- **STATED GOAL**
Copy out the lines below, changing "green leaf" to "red flower" and keeping everything else the same.

-=-=-

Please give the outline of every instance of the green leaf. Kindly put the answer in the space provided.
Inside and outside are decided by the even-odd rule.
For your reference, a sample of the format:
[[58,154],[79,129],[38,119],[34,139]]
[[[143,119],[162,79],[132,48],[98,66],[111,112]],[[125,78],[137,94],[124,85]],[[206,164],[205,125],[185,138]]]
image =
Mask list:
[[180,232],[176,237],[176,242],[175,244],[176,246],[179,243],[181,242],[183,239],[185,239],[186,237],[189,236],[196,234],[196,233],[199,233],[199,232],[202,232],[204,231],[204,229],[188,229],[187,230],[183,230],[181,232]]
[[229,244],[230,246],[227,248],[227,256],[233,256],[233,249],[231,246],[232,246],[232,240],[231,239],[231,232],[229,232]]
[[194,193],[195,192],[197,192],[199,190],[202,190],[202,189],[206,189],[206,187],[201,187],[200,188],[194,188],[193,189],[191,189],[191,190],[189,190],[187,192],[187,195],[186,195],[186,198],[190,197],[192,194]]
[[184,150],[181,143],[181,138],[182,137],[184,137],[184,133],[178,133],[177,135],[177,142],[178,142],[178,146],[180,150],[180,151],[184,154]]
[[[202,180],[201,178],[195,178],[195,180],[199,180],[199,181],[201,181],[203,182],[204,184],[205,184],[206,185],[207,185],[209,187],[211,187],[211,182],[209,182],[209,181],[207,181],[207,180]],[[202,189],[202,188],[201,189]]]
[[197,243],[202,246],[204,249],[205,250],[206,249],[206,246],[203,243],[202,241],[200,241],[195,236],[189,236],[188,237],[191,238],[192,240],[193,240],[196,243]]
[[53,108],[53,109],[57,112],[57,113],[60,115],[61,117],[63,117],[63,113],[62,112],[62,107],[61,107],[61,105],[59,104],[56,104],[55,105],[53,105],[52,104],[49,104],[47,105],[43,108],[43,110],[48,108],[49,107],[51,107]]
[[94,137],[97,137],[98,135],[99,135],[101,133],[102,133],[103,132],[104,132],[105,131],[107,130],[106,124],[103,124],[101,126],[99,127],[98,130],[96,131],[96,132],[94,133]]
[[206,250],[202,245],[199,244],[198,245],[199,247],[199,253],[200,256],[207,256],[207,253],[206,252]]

-=-=-

- **SOLVED PROBLEM**
Please give the outline of every instance of the red flower. Kindly put the answer in the space provided.
Inside and outside are decided by the even-odd rule.
For your reference, a sample of the format:
[[58,154],[79,129],[38,119],[34,139]]
[[[143,119],[162,79],[132,48],[98,66],[111,112]],[[125,78],[137,94],[124,85]],[[206,164],[205,125],[185,138]]]
image =
Mask list:
[[180,232],[176,237],[176,242],[175,244],[176,246],[179,243],[181,242],[183,239],[185,239],[186,237],[189,236],[196,234],[196,233],[199,233],[199,232],[202,232],[204,231],[204,229],[188,229],[187,230],[183,230],[181,232]]
[[229,244],[230,246],[227,248],[227,256],[233,256],[233,249],[231,246],[232,246],[232,240],[231,239],[231,232],[229,232]]
[[194,193],[195,192],[197,192],[199,190],[202,190],[202,189],[206,189],[206,187],[201,187],[200,188],[194,188],[193,189],[191,189],[191,190],[189,190],[187,192],[187,195],[186,195],[186,198],[190,197],[192,194]]
[[184,150],[181,143],[181,138],[182,137],[184,137],[184,133],[178,133],[177,135],[177,142],[178,142],[178,146],[180,150],[180,151],[184,154]]
[[[202,180],[201,178],[195,178],[195,180],[199,180],[199,181],[201,181],[203,182],[204,184],[205,184],[206,185],[207,185],[209,187],[211,187],[211,182],[209,182],[209,181],[207,181],[207,180]],[[202,189],[202,188],[201,189]]]
[[197,243],[202,246],[204,249],[205,250],[206,249],[206,246],[203,243],[202,241],[200,241],[195,236],[189,236],[188,237],[191,238],[192,240],[193,240],[196,243]]
[[53,108],[53,109],[57,112],[57,113],[60,115],[61,117],[63,117],[63,113],[62,112],[62,107],[61,107],[61,105],[59,104],[56,104],[55,105],[53,105],[52,104],[49,104],[47,105],[43,108],[43,110],[48,108],[49,107],[51,107]]
[[94,137],[97,137],[98,135],[99,135],[101,133],[102,133],[103,132],[104,132],[105,131],[107,130],[106,124],[103,124],[101,126],[99,127],[98,130],[96,131],[96,132],[94,133]]
[[206,250],[202,245],[199,244],[198,245],[199,247],[199,253],[200,256],[207,256],[207,253],[206,252]]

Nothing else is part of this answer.